Document text:
====================
H: “For funerals, you have to visit every day for the first week after the funeral and then once a week for seven weeks. And then, on the hundredth day since the funeral, everybody comes back to the temple. It’s like, the biggest day for them (the dead). You pray for them, wish them well at the temple. The hundredth day is when you have everybody together and you have a big feast. You have these white headbands that you wear and on the hundredth day, they chop off the headband.”


Since H was raised in a Viet-American household, he and his family’s celebration of weddings is similar to an Irish wake funeral, but also adds cultural specificity to Viet customs. For example, it is common in Irish funerals to throw a party on the deceased’s behalf, not only as a celebration of the deceased when they were alive but as a re-engineering of the domineering sorrow of a funeral. H’s feast on the hundredth day pays homage to the one who died without inviting negative emotions into the celebration of the individual.

Funerals are a liminal space, as Von Gennup puts it, lingering between the stages of life and death in a person’s existence on Earth. Rather than using funerals as a chance to mourn, H and Irish funeral traditions connect with members of their community and pray for safety into the next part of existing for the dead. This acceptance of death, the massive respect and commitment to the dead after the funeral, seems cultural, as does the white headbands and time. There is an acceptance of death as time marches on, not a denying of it. Rather, H’s family seems to come to terms that nothing can get in the way of death but glimmers for an appreciation of life and the one the once dead led.
====================
The data:
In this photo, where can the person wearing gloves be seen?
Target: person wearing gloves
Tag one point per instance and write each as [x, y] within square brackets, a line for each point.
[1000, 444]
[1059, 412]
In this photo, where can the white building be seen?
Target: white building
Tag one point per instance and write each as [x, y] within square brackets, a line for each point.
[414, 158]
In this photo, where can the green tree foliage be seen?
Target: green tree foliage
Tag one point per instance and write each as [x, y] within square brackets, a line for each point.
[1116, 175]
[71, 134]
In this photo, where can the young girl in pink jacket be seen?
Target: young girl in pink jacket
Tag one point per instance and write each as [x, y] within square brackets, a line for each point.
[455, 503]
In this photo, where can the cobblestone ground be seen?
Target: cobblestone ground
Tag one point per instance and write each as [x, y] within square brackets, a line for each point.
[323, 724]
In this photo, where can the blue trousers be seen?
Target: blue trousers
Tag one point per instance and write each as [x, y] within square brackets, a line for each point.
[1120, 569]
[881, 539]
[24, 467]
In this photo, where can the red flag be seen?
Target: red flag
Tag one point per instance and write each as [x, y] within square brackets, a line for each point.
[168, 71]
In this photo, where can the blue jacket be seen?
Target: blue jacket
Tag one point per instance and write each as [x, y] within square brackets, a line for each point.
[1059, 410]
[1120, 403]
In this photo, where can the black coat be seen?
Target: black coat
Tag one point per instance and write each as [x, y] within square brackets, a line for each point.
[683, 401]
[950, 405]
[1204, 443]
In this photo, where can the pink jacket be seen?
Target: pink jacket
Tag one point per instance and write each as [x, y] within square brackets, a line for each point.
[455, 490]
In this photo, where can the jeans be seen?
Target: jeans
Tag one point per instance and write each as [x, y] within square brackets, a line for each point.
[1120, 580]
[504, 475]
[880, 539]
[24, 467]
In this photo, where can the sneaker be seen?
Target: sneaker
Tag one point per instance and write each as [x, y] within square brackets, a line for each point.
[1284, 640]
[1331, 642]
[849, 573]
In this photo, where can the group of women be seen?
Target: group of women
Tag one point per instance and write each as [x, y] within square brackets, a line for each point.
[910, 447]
====================
Required actions:
**a)** Copy word for word the part of the passage on funeral customs that opens with the words containing "Funerals are a" and closes with "once dead led.".
**b)** In the rows, substitute "navy" for "blue" throughout the part that opens with the line containing "In this photo, where can the young" and closes with the line containing "[1204, 443]". Return only those lines, otherwise unchanged.

Results of the exercise:
**a)**
Funerals are a liminal space, as Von Gennup puts it, lingering between the stages of life and death in a person’s existence on Earth. Rather than using funerals as a chance to mourn, H and Irish funeral traditions connect with members of their community and pray for safety into the next part of existing for the dead. This acceptance of death, the massive respect and commitment to the dead after the funeral, seems cultural, as does the white headbands and time. There is an acceptance of death as time marches on, not a denying of it. Rather, H’s family seems to come to terms that nothing can get in the way of death but glimmers for an appreciation of life and the one the once dead led.

**b)**
In this photo, where can the young girl in pink jacket be seen?
Target: young girl in pink jacket
Tag one point per instance and write each as [x, y] within square brackets, a line for each point.
[455, 503]
In this photo, where can the cobblestone ground be seen?
Target: cobblestone ground
Tag one point per instance and write each as [x, y] within square brackets, a line for each point.
[323, 724]
In this photo, where can the navy trousers be seen?
Target: navy trousers
Tag one point per instance and write each as [x, y] within square brackets, a line for each point.
[1120, 569]
[881, 539]
[24, 467]
In this photo, where can the red flag be seen?
Target: red flag
Tag one point per instance and write each as [x, y] within square brackets, a line for each point.
[168, 71]
In this photo, where can the navy jacket be seen?
Target: navy jacket
Tag one point per instance and write each as [x, y] within square brackets, a line for each point.
[1059, 410]
[1120, 403]
In this photo, where can the black coat be seen?
Target: black coat
Tag one point per instance and write each as [x, y] within square brackets, a line for each point.
[683, 401]
[950, 405]
[1204, 443]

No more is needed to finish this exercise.